→ 問題
- a) 人事データ利活用原則の紹介文に基づき、次の問いに答えてください。
(i) 「人事データ利活用原則」が出されたのはいつですか。
(ii) 協会の理事として名前が挙げられている人物は誰ですか。
(iii) 協会は、ピープルアナリティクスとHRテクノロジーの活用をどのような体制で普及・推進するとしていますか。
- b) 人事データ利活用原則の紹介文の筆者は、協会の見解を法務として無視できないと考えています。文中に示された理由を、1～3文で説明してください。
- c) 人事データ利活用原則の紹介文を、最後に示された文の後から書き進めてください。

→ 提示文
┄┄┄┄┄┄┄┄┄┄┄┄┄┄┄┄┄┄┄┄

見出し画像

法務と人事が知っておくべき「人事データ利活用原則」

昨年のリクナビ事件以来、個人情報の取扱いやデータ利活用が法務部門においても注目が高まっておりますところ、一般財団法人ピープルアナリティクス&HRテクノロジー協会が「人事データ利活用原則」を2020年3月に出されました。こちら取り寄せて拝読&セミナー動画視聴しましたところ示唆に富んでおりましたので、本稿で紹介いたします。

1 一般財団法人ピープルアナリティクス&HRテクノロジー協会について

ピープルアナリティクス&HRテクノロジー協会はそのHPで自分たちについて以下のように説明しています。

一般社団法人ピープルアナリティクス&HRテクノロジー協会は、人材データを分析・可視化して人と経営の未来に活かすピープルアナリティクスと、それを牽引するHRテクノロジーの活用を「産・学・官」で普及・推進する団体です。
当協会は、人を活かす技術としてのピープルアナリティクスとそれを支援するHRテクノロジーの普及を加速させるため、両分野を研究領域として経営・人事・分析・技術の専門家が実践的な課題を通じて深め、人事データを死蔵することなく個人と組織の未来のために活かし経営を変革していくことを目的としています。

この協会は、理事にAIと人権や個人情報保護法の分野で権威となりつつある山本龍彦先生を筆頭に、アドバイザーに大島弁護士、研究員に白石弁護士と行政機関に出向されていた先生方がいらっしゃいますので、この協会の見解は法務としても無視するわけにはいかないものだろうなと思っております。

┄┄┄┄┄┄┄┄┄┄┄┄┄┄┄┄┄┄┄┄

→ データ一覧
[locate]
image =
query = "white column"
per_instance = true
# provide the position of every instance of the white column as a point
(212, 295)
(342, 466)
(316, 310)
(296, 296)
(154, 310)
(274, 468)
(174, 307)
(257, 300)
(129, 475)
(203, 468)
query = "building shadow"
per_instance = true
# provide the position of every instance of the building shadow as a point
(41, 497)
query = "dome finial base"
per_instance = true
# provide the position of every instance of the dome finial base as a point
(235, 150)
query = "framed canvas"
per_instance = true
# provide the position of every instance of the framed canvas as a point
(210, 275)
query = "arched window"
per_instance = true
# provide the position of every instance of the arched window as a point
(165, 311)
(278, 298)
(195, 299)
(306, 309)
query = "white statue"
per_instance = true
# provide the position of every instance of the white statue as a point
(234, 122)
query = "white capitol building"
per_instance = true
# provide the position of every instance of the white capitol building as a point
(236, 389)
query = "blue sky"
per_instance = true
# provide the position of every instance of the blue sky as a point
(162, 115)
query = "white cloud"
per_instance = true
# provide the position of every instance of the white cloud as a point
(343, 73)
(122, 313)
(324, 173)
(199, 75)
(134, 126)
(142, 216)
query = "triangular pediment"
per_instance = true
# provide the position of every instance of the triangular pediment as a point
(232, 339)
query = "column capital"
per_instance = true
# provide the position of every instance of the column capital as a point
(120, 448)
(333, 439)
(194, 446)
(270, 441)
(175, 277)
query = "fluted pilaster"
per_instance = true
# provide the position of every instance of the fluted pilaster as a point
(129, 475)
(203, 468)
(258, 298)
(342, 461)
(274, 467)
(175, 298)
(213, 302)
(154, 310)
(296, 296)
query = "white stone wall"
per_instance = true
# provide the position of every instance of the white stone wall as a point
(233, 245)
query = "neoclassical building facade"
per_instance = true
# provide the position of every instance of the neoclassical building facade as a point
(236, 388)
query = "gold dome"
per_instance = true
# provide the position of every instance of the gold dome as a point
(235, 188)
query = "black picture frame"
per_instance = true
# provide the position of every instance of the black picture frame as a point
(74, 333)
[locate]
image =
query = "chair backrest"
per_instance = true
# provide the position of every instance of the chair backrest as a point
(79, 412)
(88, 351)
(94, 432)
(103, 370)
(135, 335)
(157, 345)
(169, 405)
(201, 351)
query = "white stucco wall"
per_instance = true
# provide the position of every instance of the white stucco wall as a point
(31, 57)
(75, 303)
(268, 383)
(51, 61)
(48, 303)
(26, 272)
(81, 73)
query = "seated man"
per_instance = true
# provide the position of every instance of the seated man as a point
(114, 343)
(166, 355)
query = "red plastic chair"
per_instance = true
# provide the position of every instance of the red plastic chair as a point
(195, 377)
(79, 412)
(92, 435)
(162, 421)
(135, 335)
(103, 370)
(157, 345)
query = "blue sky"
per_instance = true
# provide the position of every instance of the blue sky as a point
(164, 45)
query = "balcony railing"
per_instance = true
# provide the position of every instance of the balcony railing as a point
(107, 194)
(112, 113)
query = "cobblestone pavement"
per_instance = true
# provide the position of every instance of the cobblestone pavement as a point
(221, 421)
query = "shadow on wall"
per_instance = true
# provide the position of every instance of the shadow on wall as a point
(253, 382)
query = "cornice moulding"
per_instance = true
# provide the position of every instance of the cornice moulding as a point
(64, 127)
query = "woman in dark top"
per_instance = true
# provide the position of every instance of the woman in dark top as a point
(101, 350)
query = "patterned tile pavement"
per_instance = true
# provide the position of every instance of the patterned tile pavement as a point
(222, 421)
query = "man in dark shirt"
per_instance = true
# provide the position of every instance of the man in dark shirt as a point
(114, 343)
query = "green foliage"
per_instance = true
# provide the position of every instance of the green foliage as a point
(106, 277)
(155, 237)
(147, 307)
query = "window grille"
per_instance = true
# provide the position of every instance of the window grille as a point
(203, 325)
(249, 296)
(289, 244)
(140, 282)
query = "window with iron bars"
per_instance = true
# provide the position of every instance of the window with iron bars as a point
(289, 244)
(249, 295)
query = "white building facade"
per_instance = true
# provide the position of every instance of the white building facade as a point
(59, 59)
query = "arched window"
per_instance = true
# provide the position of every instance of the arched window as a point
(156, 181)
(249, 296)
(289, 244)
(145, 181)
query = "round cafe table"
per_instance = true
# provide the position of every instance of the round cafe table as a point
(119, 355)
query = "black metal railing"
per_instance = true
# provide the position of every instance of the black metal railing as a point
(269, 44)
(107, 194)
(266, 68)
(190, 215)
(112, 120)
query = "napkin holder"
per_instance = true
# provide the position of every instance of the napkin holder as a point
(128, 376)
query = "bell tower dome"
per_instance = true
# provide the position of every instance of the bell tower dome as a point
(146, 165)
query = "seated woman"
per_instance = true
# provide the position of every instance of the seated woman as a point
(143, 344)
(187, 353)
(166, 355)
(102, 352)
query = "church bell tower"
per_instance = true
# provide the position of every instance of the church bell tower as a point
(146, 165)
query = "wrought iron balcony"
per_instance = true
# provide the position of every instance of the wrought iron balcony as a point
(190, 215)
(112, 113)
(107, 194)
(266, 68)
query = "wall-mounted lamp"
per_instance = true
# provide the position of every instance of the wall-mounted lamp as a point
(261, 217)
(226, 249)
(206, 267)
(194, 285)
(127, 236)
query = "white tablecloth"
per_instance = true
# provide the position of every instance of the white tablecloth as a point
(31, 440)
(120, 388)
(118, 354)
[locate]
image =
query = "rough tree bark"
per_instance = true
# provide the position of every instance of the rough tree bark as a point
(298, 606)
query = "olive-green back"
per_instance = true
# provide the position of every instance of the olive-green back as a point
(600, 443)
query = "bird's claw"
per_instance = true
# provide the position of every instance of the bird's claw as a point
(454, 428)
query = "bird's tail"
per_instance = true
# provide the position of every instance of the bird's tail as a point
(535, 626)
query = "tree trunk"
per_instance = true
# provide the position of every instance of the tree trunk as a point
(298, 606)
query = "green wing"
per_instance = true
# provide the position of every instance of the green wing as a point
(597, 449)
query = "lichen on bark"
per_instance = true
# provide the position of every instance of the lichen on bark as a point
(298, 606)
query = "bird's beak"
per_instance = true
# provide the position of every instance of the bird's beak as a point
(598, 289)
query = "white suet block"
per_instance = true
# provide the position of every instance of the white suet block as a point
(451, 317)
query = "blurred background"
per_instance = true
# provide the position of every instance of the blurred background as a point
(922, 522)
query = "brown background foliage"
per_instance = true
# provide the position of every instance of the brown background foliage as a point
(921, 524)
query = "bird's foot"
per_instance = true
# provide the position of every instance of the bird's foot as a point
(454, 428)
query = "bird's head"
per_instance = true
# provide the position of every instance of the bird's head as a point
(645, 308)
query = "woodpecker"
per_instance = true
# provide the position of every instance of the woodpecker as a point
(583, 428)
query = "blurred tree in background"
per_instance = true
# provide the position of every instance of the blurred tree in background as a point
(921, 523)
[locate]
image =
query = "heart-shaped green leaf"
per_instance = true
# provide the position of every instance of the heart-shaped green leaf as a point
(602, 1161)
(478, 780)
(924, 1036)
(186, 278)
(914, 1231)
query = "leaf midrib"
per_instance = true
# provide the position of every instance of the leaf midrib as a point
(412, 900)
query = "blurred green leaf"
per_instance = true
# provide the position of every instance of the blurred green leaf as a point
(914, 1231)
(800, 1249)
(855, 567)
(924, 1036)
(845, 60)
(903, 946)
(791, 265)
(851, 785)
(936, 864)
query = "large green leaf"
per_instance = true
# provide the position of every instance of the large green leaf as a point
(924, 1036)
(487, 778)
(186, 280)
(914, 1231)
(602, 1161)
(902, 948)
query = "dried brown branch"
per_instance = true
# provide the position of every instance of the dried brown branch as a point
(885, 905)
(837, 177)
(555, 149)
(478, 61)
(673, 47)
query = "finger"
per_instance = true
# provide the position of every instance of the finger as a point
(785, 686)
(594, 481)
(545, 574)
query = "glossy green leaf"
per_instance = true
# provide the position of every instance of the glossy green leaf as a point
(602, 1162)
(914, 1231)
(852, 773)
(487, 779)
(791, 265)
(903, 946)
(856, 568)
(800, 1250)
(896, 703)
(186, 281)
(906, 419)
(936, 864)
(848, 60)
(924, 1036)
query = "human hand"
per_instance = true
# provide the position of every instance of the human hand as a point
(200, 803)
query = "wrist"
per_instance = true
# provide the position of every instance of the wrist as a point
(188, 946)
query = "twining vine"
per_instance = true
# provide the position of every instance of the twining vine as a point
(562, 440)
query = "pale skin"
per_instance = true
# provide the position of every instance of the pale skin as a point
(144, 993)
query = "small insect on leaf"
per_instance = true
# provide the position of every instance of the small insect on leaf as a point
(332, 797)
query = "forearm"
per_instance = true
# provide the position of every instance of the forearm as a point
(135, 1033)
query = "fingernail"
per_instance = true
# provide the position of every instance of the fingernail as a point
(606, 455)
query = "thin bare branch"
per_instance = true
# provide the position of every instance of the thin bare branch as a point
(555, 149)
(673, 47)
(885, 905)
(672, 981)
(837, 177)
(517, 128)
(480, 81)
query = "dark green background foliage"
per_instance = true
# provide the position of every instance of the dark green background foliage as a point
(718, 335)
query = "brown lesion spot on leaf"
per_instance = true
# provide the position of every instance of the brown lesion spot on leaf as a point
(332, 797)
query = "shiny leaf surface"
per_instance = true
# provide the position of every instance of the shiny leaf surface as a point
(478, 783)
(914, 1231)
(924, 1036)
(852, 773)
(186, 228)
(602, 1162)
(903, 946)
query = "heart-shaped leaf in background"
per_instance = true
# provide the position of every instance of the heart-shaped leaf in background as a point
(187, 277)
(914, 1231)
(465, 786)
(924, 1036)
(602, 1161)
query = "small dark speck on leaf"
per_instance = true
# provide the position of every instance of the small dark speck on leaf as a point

┄┄┄┄┄┄┄┄┄┄┄┄┄┄┄┄┄┄┄┄

→ 解答
- a)
(i) 2020年3月
(ii) 山本龍彦先生
(iii) 「産・学・官」で普及・推進する

- b) 協会の理事に、AIと人権や個人情報保護法の分野で権威となりつつある山本龍彦先生がいるためです。さらに、アドバイザーに大島弁護士、研究員に白石弁護士がおり、行政機関に出向されていた先生方も在籍しているためです。

- c)
2  人事データ利活用の9原則

ピープルアナリティクス&HRテクノロジー協会は人事データ利活用原則として以下の9つを上げております。

①データ利活用による効用最大化の原則
②目的明確化の原則
③利用制限の原則
④適正取得の原則
⑤正確性、最新性、公平性原則
⑥セキュリティ確保の原則
⑦アカウンタビリティの原則
⑧責任所在明確化の原則
⑨人間関与原則

①~⑥は適正に取得し目的の範囲内で利用しかつ安全に管理せよという個人情報保護法の領域であるのに対し、⑦~⑨はその利用について会社や役員が裁量権の逸脱・濫用や善管注意義務違反にならないようにするための原則と捉えることもできるでしょう。

データ利用というと個人情報保護法に目が行きがちですが、会社の施策でありますので、会社法や労働法といった他の法令にも気を付けなければなりません。

3 人事データ利活用原則のポイント

(1) プロファイリングへの警戒心

人事データ利活用原則は、現行の個人情報保護法(その背景となるOECD8原則)がベースになりつつも、これを超えて高い水準を求めているものと評価できます。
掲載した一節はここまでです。